Records from a data source
+ + + +

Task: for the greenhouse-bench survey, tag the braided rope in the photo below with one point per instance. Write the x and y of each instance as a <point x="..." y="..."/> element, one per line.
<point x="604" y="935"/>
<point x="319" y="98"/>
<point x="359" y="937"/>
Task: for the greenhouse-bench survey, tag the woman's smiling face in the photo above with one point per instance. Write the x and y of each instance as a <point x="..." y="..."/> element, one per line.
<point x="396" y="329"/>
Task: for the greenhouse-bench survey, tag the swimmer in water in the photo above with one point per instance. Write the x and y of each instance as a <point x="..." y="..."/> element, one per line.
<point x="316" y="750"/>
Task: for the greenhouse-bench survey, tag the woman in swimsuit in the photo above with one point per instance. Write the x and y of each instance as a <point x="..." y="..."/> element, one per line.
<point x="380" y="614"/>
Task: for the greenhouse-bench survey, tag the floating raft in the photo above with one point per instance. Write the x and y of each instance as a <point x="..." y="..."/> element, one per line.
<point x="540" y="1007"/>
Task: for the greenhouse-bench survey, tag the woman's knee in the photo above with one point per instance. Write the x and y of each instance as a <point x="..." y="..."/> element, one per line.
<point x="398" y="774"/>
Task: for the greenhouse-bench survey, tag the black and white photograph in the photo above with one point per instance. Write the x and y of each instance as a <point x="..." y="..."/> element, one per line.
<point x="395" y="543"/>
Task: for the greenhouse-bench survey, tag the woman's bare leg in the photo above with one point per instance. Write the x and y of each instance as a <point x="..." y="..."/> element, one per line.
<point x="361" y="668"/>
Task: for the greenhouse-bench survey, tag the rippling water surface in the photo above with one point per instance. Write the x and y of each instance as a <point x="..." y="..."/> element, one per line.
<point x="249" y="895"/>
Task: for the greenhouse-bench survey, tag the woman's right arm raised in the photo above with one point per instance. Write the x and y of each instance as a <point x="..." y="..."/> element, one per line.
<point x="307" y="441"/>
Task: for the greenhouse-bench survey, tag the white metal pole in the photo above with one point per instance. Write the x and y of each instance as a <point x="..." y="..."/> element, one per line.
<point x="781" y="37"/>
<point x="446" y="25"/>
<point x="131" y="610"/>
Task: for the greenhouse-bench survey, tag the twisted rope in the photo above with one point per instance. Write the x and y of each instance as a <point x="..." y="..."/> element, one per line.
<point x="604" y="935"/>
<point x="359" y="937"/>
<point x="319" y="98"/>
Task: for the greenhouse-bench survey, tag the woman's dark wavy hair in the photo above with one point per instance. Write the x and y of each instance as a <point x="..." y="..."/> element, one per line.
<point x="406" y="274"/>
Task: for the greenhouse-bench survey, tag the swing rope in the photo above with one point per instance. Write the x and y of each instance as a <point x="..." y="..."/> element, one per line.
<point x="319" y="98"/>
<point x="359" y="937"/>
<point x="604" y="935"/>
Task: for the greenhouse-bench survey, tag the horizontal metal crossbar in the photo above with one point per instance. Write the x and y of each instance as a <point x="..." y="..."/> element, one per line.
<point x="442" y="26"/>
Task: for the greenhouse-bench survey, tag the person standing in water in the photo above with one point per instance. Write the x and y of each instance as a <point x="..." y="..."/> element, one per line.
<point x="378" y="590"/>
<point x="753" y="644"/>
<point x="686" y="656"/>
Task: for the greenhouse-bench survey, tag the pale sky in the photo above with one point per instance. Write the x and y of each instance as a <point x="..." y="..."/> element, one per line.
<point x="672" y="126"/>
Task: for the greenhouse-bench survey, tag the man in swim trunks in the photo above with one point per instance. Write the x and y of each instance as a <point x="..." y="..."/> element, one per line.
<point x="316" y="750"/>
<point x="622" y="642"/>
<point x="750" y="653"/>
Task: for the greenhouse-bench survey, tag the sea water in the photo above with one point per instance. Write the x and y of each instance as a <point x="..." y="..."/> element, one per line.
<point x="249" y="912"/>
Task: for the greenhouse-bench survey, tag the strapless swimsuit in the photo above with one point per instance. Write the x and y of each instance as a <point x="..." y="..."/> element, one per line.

+ + + +

▶ [Work request]: Without changing anything, repeat every record above.

▶ [Exercise result]:
Task: for the greenhouse-bench survey, tag the braided rope in the photo below with one point per instance. Write the x and y of each instance as a <point x="..." y="..."/> element, one per line.
<point x="604" y="935"/>
<point x="319" y="98"/>
<point x="359" y="937"/>
Task: for the greenhouse-bench survey, tag the woman's smiling face in the photo above with one point per instance. Write the x and y of each instance as a <point x="..." y="..."/> element, one per line.
<point x="396" y="329"/>
Task: for the greenhouse-bench survey, tag the swimmer in water in the photo above with one point per instance. Write the x and y of each instance as a <point x="..." y="..."/> element, one per line.
<point x="316" y="750"/>
Task: for the greenhouse-bench survey, tag the woman in swimsuit in the photo above with one point per instance. Write the x and y of each instance as a <point x="..." y="..."/> element, one per line.
<point x="380" y="614"/>
Task: for the greenhouse-bench survey, tag the floating raft in the photo above with one point per instance. Write the x and y of each instance as a <point x="..." y="..."/> element, one per line.
<point x="540" y="1007"/>
Task: for the greenhouse-bench survey, tag the woman's knee in the photo above with one point per instance. Write the x and y of each instance as a <point x="..." y="..."/> element, one per line.
<point x="398" y="774"/>
Task: for the greenhouse-bench survey, tag the black and white photograph in the photo above with one point per instance. Write the x and y of each instance as a <point x="..." y="..."/> element, one per line.
<point x="395" y="543"/>
Task: for the greenhouse-bench survey, tag the woman's bare leg in the photo above with one point per instance. Write the x and y of each instance as a <point x="..." y="..."/> element, one per line.
<point x="361" y="668"/>
Task: for the greenhouse-bench survey, tag the rippling water surface in the photo above with one point per instance. Write the x and y of each instance as a <point x="..." y="..."/> element, one per line.
<point x="249" y="895"/>
Task: for the greenhouse-bench survey, tag the woman's right arm raised in the photo above with one point per instance. Write the x and y of each instance as a <point x="..." y="..."/> element, one per line.
<point x="307" y="441"/>
Task: for the greenhouse-bench survey, tag the white metal pole in the photo above with one point per instance. Write the x and y of each instance as a <point x="..." y="..."/> element, one per line.
<point x="781" y="37"/>
<point x="446" y="25"/>
<point x="131" y="610"/>
Task: for the greenhouse-bench survey, tag the twisted rope in the photo above with one point per instance. Write the x and y of each instance as a <point x="..." y="..."/> element, one per line.
<point x="604" y="935"/>
<point x="359" y="937"/>
<point x="319" y="98"/>
Task: for the greenhouse-bench survey, tag the woman's dark wavy hair in the photo above with one point per instance. Write the x and y of each instance as a <point x="..." y="..."/> element, one per line.
<point x="406" y="274"/>
Task: for the greenhouse-bench survey, tag the swing rope in the photo above with one point per instance. Write the x and y of each instance as a <point x="..." y="..."/> element, one per line.
<point x="319" y="98"/>
<point x="359" y="937"/>
<point x="604" y="935"/>
Task: for the greenhouse-bench survey, tag the horizontal metal crossbar in the photo above with one point per instance. Write the x and y of each instance as a <point x="..." y="..."/> element, one per line.
<point x="442" y="26"/>
Task: for the greenhouse-bench survey, tag the person standing in water in the photo above with one point per instance. Write the x and y of each instance as a <point x="..." y="..."/> element, one per line.
<point x="378" y="590"/>
<point x="753" y="644"/>
<point x="686" y="656"/>
Task: for the greenhouse-bench survey, tag the pale sky in the photo above with one point per instance. Write the x and y of each instance as a <point x="..." y="..."/> element, one per line.
<point x="672" y="126"/>
Task: for the greenhouse-bench survey, tag the man in swim trunks in the photo above with one point per instance. Write the x and y of each instance as a <point x="..." y="..."/> element, one per line.
<point x="316" y="750"/>
<point x="622" y="642"/>
<point x="750" y="653"/>
Task: for the greenhouse-bench survey, tag the sea water in the photo above with one point per instance. Write the x and y of each instance as a <point x="..." y="..."/> element, one per line.
<point x="249" y="912"/>
Task: for the greenhouse-bench survey, tag the strapless swimsuit in the photo above with one point per instance. Write the x and y of each instance as a <point x="..." y="..."/> element, one per line.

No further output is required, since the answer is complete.